[Excerpted data Boundary: Start]

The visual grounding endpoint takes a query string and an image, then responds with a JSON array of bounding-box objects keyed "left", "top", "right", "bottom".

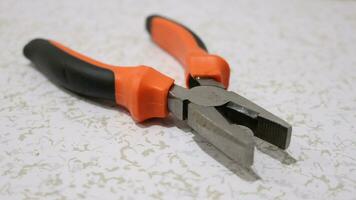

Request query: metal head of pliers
[{"left": 168, "top": 78, "right": 292, "bottom": 167}]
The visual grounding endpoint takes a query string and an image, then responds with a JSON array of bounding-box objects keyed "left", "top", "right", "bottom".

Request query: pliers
[{"left": 23, "top": 15, "right": 292, "bottom": 167}]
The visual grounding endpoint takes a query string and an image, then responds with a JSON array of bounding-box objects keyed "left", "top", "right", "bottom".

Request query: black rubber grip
[
  {"left": 23, "top": 39, "right": 116, "bottom": 101},
  {"left": 146, "top": 15, "right": 208, "bottom": 52}
]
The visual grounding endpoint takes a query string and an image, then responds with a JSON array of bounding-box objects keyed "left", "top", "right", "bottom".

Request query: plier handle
[{"left": 23, "top": 15, "right": 292, "bottom": 167}]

[Excerpted data Boundary: End]

▸ **Work to be completed**
Look above for the line containing "Request query: black rubber grip". From there to the final line of the entries, repeat every line exactly.

▸ **Solution for this exercise**
Request query: black rubber grip
[
  {"left": 23, "top": 39, "right": 116, "bottom": 101},
  {"left": 146, "top": 15, "right": 208, "bottom": 52}
]
The visual grounding endpoint takes a query string and an image, then responds with a JSON array of bounding-box objects keyed "left", "top", "right", "bottom".

Request query: plier handle
[{"left": 23, "top": 15, "right": 292, "bottom": 167}]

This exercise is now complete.